*Task details*.
Transcribe the rows below word for word, from the start of the rows through the line containing "pixel 278 283", including that line, and leave the pictures out of your answer.

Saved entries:
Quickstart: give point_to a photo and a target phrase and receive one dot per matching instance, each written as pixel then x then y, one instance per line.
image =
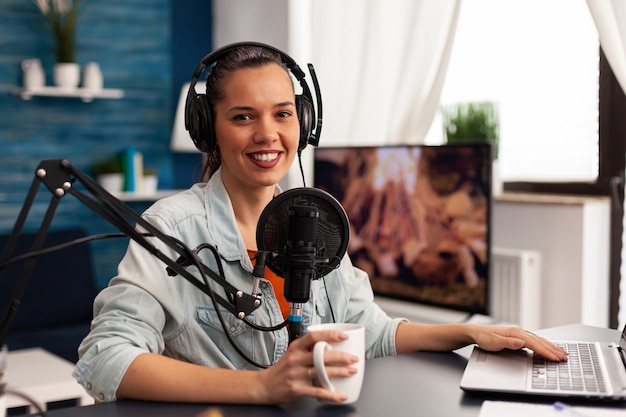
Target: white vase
pixel 113 183
pixel 66 75
pixel 150 184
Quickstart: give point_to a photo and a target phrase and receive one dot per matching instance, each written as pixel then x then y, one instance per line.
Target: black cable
pixel 330 306
pixel 29 399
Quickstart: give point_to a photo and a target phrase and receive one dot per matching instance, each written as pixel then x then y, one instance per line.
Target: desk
pixel 42 376
pixel 417 384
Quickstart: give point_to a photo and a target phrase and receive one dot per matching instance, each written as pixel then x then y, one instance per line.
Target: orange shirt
pixel 278 283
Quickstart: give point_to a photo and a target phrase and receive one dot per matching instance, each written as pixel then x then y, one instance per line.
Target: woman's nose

*Full output*.
Quickstart: give point_to a photo and a target phrase and receive one dot per matching instance, each written as pixel then x then y, one instance per line.
image =
Target: white vase
pixel 113 183
pixel 66 75
pixel 150 184
Quickstart: give point_to a photo and a target phrase and receive one dot per matching instance, each written as pixel then x then y, one instance per line.
Target: black cable
pixel 330 306
pixel 29 399
Quickstart: give point_to a photo and a target phrase and receive one dot per matching instance, each written as pixel then x then y, one instance per line.
Target: desk
pixel 42 376
pixel 417 384
Quickstart: give point_to a photo and a target phrase and receive one dot per matching instance, each written as pixel then x then y, one instance per line.
Target: orange shirt
pixel 278 283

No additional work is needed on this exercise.